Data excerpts
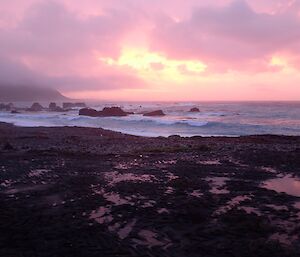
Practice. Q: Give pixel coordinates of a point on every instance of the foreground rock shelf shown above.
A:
(93, 192)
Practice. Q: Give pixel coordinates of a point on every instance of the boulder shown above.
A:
(52, 106)
(73, 105)
(155, 113)
(88, 112)
(36, 107)
(112, 111)
(194, 109)
(6, 107)
(106, 112)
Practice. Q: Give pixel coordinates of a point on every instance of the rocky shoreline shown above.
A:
(73, 191)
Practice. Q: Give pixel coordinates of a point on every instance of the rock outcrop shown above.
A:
(52, 106)
(36, 107)
(106, 112)
(194, 109)
(155, 113)
(73, 105)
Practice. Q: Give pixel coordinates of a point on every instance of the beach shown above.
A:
(74, 191)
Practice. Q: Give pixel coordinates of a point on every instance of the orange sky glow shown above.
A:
(174, 51)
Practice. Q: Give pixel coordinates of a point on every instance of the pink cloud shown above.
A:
(232, 36)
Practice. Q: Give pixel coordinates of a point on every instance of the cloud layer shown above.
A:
(61, 43)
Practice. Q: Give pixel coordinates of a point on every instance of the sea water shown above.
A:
(214, 118)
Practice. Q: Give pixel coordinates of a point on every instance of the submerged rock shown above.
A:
(36, 107)
(52, 106)
(106, 112)
(113, 111)
(88, 112)
(194, 109)
(73, 105)
(155, 113)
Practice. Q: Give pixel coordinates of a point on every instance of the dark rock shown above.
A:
(113, 111)
(36, 107)
(106, 112)
(8, 147)
(6, 107)
(194, 109)
(73, 105)
(88, 112)
(52, 106)
(155, 113)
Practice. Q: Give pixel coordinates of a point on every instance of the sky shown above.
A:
(158, 50)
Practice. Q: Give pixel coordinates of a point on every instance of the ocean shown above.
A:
(214, 118)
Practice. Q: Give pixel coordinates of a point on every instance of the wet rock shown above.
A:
(36, 107)
(73, 105)
(194, 109)
(8, 147)
(52, 106)
(113, 111)
(88, 112)
(155, 113)
(6, 107)
(106, 112)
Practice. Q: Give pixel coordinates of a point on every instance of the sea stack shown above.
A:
(106, 112)
(155, 113)
(36, 107)
(194, 109)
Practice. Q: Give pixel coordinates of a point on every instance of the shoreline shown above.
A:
(74, 191)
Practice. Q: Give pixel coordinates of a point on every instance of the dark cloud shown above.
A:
(53, 36)
(232, 36)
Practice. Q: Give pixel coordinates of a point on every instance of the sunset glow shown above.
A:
(133, 50)
(154, 67)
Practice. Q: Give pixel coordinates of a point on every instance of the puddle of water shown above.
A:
(297, 205)
(37, 172)
(269, 169)
(231, 204)
(7, 183)
(113, 197)
(149, 239)
(163, 210)
(250, 210)
(169, 190)
(283, 238)
(217, 184)
(115, 177)
(196, 193)
(126, 230)
(23, 189)
(116, 199)
(170, 176)
(286, 184)
(102, 215)
(278, 207)
(148, 204)
(210, 162)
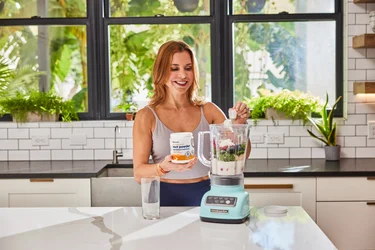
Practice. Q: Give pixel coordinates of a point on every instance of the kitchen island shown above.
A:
(179, 228)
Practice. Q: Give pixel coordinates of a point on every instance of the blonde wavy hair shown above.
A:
(162, 69)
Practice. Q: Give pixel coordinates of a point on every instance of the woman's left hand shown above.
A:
(243, 113)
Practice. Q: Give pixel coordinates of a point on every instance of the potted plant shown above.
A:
(327, 128)
(130, 110)
(38, 106)
(286, 104)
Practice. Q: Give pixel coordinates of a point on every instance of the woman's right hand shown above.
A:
(167, 164)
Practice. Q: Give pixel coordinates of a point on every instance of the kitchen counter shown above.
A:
(178, 228)
(253, 168)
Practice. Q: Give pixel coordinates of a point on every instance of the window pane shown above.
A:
(42, 8)
(132, 8)
(242, 7)
(133, 49)
(46, 58)
(285, 55)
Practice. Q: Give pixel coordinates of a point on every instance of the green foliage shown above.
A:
(128, 107)
(40, 103)
(325, 125)
(295, 104)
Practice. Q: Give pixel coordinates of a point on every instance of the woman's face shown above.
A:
(181, 72)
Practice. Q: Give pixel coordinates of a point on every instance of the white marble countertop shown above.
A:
(179, 228)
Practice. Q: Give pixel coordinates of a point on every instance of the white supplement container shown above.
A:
(182, 147)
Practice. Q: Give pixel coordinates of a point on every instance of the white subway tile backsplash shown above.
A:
(27, 144)
(19, 155)
(345, 130)
(18, 133)
(279, 129)
(61, 132)
(258, 153)
(356, 8)
(40, 132)
(347, 153)
(65, 144)
(50, 124)
(355, 141)
(61, 155)
(300, 153)
(317, 153)
(361, 130)
(3, 155)
(89, 132)
(356, 53)
(71, 124)
(120, 144)
(83, 154)
(93, 124)
(278, 153)
(40, 155)
(94, 144)
(365, 152)
(8, 144)
(53, 144)
(112, 124)
(356, 120)
(129, 143)
(365, 108)
(103, 154)
(3, 133)
(291, 142)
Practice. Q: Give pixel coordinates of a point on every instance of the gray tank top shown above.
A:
(160, 147)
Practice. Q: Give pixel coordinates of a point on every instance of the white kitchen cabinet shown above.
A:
(45, 192)
(283, 192)
(346, 211)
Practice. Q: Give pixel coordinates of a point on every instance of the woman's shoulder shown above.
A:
(145, 116)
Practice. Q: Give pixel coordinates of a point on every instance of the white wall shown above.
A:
(15, 139)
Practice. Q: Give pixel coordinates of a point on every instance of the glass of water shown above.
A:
(150, 187)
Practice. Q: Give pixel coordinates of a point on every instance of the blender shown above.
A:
(226, 201)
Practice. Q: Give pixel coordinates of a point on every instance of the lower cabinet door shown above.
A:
(45, 193)
(283, 192)
(349, 225)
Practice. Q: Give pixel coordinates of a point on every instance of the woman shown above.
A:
(175, 107)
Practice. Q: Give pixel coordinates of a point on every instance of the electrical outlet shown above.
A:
(40, 140)
(257, 137)
(371, 130)
(78, 139)
(273, 138)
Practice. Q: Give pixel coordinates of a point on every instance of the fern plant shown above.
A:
(294, 104)
(325, 125)
(41, 103)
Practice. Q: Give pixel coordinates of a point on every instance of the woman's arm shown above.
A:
(142, 143)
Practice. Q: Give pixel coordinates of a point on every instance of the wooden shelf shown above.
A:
(364, 1)
(364, 41)
(364, 88)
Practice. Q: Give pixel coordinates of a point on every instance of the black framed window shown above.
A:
(295, 45)
(100, 52)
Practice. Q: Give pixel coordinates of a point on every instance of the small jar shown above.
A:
(182, 147)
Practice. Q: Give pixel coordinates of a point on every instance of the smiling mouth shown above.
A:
(181, 83)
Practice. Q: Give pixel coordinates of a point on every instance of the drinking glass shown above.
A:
(150, 187)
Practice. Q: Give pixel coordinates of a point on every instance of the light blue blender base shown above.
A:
(234, 210)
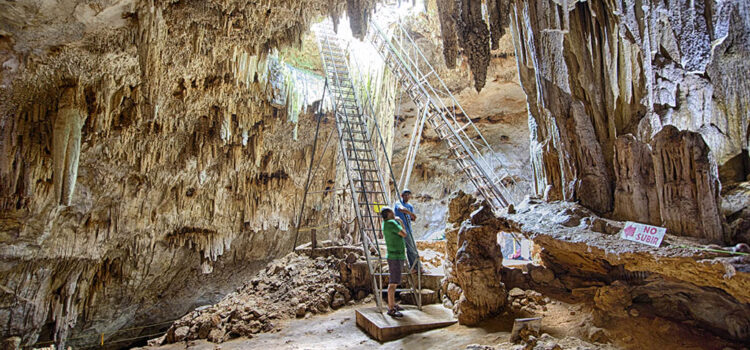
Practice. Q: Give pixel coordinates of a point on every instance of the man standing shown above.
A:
(405, 212)
(394, 235)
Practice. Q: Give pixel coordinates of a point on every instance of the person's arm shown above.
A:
(402, 233)
(399, 226)
(407, 212)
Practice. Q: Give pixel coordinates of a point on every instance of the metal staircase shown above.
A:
(441, 110)
(358, 144)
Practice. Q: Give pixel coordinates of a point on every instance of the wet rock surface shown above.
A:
(143, 166)
(290, 287)
(710, 290)
(596, 71)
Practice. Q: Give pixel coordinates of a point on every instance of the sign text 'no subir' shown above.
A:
(641, 233)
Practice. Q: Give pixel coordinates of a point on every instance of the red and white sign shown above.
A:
(641, 233)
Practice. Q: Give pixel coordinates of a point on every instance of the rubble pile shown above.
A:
(292, 286)
(526, 302)
(533, 341)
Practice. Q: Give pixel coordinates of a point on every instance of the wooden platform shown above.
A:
(385, 328)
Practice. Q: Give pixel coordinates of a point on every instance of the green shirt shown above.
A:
(394, 242)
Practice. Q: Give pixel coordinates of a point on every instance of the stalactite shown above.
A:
(359, 12)
(498, 11)
(474, 38)
(66, 146)
(448, 13)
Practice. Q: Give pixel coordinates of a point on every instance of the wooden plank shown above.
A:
(385, 328)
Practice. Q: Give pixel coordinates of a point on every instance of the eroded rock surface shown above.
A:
(710, 290)
(144, 167)
(597, 70)
(288, 287)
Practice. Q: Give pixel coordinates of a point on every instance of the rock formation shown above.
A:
(144, 170)
(289, 287)
(708, 290)
(596, 70)
(474, 264)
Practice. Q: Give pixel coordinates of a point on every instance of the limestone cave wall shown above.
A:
(142, 173)
(604, 79)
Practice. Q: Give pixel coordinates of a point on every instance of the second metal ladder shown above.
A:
(467, 145)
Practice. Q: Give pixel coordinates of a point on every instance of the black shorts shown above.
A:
(394, 268)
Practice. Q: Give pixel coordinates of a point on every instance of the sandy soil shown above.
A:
(568, 322)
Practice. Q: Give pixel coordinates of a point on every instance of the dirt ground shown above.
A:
(566, 322)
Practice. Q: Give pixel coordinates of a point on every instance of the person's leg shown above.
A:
(391, 296)
(394, 278)
(411, 251)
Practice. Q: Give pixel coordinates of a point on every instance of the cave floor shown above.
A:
(569, 322)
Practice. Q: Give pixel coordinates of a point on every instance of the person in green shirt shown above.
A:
(393, 232)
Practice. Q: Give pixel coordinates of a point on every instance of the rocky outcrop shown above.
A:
(290, 287)
(144, 170)
(596, 70)
(687, 184)
(708, 290)
(635, 186)
(474, 264)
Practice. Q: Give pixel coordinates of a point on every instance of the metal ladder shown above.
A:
(357, 145)
(452, 124)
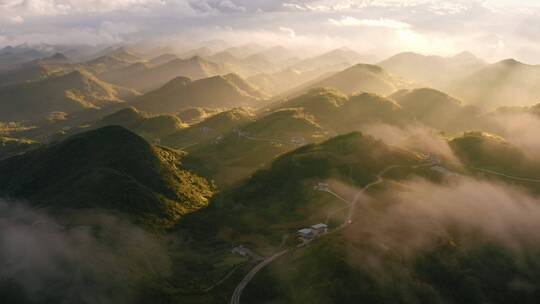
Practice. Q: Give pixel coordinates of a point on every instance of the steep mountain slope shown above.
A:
(237, 154)
(286, 80)
(68, 93)
(485, 151)
(13, 146)
(161, 59)
(195, 115)
(356, 79)
(341, 114)
(108, 168)
(111, 60)
(210, 128)
(505, 83)
(337, 59)
(143, 77)
(280, 197)
(436, 109)
(213, 92)
(432, 71)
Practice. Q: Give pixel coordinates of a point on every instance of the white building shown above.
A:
(319, 229)
(306, 233)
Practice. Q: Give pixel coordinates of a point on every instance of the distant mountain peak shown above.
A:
(510, 62)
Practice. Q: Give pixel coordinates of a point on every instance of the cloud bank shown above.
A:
(493, 29)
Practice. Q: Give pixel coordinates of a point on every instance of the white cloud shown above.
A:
(289, 31)
(381, 22)
(15, 19)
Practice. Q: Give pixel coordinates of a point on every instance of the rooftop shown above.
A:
(319, 226)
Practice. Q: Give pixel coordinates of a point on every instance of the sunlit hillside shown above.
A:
(269, 152)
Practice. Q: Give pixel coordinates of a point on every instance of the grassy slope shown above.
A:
(106, 168)
(71, 92)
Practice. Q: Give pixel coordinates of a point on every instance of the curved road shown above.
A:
(235, 299)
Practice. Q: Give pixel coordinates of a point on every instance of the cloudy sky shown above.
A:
(493, 29)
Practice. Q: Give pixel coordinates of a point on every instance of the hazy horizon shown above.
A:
(493, 30)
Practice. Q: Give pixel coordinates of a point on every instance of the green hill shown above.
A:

**Task objective:** Across the records above, how many lines contain the word "blender"? Give the number by itself.

**Answer to this problem:** 2